Our certificate of incorporation as it will be in effect upon the completion of this offering provides for the indemnification of directors to the fullest extent permissible under Delaware law.

 

II-1


Our bylaws as will be in effect upon the completion of this offering provide for the indemnification of officers and directors acting on our behalf if this person acted in good faith and in a manner reasonably believed to be in and not opposed to our best interest, and, with respect to any criminal action or proceeding, the indemnified party had no reason to believe his or her conduct was unlawful.

In addition, we have entered into separate indemnification agreements with each of our executive officers and directors, a form of which is filed as Exhibit 10.2 hereto. Such agreements may require us, among other things, to advance expenses and otherwise indemnify our executive officers and directors against certain liabilities that may arise by reason of their status or service as executive officers or directors, to the fullest extent permitted by law. We intend to enter into indemnification agreements with any new directors and executive officers in the future.
======
• WHAT YOU NEED TO DO:
In the excerpt on indemnification, which exhibit holds the form of the separate indemnification agreements? The records have nothing to do with this.

(Stored data)
======
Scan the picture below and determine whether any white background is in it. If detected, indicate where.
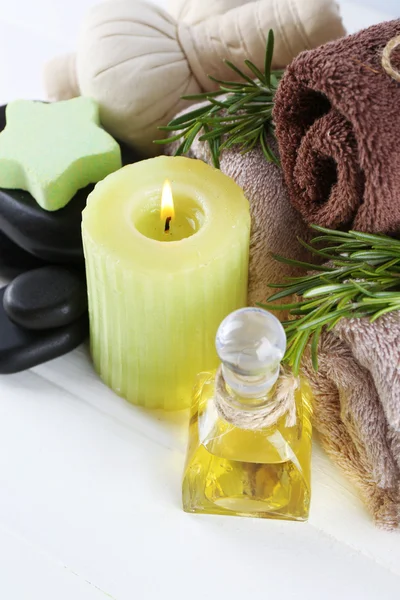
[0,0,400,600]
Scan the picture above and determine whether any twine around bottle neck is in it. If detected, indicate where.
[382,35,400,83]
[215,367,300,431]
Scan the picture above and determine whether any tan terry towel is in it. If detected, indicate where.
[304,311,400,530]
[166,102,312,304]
======
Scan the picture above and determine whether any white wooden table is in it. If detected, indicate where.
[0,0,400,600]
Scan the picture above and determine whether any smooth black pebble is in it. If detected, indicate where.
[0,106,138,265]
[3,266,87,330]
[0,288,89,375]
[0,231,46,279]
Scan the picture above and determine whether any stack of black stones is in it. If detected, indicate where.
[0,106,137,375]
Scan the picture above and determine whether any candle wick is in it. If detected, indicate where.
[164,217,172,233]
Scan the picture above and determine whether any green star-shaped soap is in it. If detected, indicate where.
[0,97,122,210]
======
• EXERCISE RESPONSE:
Exhibit 10.2